▶ _PROBLEMS AND TASKS_
**A.** In the passage about Hockney, which of his works hangs in Joan and David's Boston home?
**B.** From the passage about Hockney, reproduce the words beginning at "Joan and David always" and ending with "brightly colored scene.".
**C.** Carry on the passage about Joan and David's Hockney collection from its final sentence.

▶ _SOURCE PASSAGE_
+---+

Joan has witnessed the many stages of Hockney’s artistic development and says he has never been afraid of change. As a great admirer of Picasso, Hockney used a Cubist approach in his works on paper, remarking to Joan that Cubism should never have ended since we live in a three-dimensional world. Joan remembers him painting the face of his model, Celia, cutting up the paper, and making a collage. He then painted the frame, asserting that a picture need not end at the frame. “He made a print, Pembroke Studio Interior, and put a white frame on it,” she recalls. “I said, ‘David, it sort of dissipates at that frame.’ He said he would paint the frame. It was an edition, so he had to paint 36 more frames.”

Photography by Jerry Rabinowitz

Joan and David always wanted to own one of Hockney’s paintings and sold prints in their personal collection in order to make that dream a reality. Untitled (2018) hangs in their Boston home. One of the highlights in Joan and David’s Palm Beach collection is a screen by Hockney, Caribbean Tea Time (1987), a lithograph with collage and a hand-painted frame. It stands in pride of place in their open-plan apartment at the center of the dining area, enveloping guests within a brightly colored scene.

+---+

▶ _EXTRACTED DATA_
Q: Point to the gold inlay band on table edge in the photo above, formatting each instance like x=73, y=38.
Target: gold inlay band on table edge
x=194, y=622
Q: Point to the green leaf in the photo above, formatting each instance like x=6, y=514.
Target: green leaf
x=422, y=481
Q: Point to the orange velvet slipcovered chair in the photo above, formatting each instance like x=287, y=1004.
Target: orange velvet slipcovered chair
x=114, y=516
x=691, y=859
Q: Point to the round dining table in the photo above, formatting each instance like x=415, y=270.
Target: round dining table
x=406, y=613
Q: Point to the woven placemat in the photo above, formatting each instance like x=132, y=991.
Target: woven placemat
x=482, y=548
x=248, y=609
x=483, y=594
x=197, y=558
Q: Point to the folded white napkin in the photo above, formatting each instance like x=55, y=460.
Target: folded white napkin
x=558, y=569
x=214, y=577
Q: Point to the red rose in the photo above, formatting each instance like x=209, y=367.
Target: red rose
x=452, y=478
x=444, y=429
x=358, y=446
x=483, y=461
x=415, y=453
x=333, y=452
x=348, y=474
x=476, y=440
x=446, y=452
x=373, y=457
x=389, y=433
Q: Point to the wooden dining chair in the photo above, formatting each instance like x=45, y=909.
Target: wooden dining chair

+---+

▶ _TASK RESULTS_
**A.** Untitled (2018)

**B.**
Joan and David always wanted to own one of Hockney’s paintings and sold prints in their personal collection in order to make that dream a reality. Untitled (2018) hangs in their Boston home. One of the highlights in Joan and David’s Palm Beach collection is a screen by Hockney, Caribbean Tea Time (1987), a lithograph with collage and a hand-painted frame. It stands in pride of place in their open-plan apartment at the center of the dining area, enveloping guests within a brightly colored scene.

**C.**
Joan attended all of Leo Castelli’s gallery openings in New York City. His stable of artists included Frank Stella, Robert Rauschenberg, and Jasper Johns, all of whom Joan counted as friends. She was always fascinated with their processes and would go to watch Johns’ prints being made in a studio in Brooklyn. “A lot of people think a print is a copy or a poster, but a good print, I think, is harder to make than a painting,” she says.

Later Joan and David decided to collect younger contemporary artists. They searched for unique pieces for their collection in Palm Beach, where they now have 110 works. “I would go to the New York galleries and look and look,” notes Joan. “My husband and I would travel to all the international art fairs and look and look and look. Gradually the galleries began to know who I was and what I was looking for and offered me anything that was new. We never bought anything for investment, only what we loved.” She chuckles remembering an encounter at Art Basel Miami Beach with celebrated abstract artist Mark Bradford, who started as a hairdresser. “He said to me, ‘Joanie, I can still do your hair!’”

David’s favorite piece in Palm Beach is Rashid Johnson’s Walking (2013), which was made with mirror tiles and lumps of dripping black soap and wax applied to the surface. “Rashid is a very close friend,” says Joan, adding that they’ve visited his Brooklyn studio. “He gives back a lot to the art world and the community. He’s a very special guy.”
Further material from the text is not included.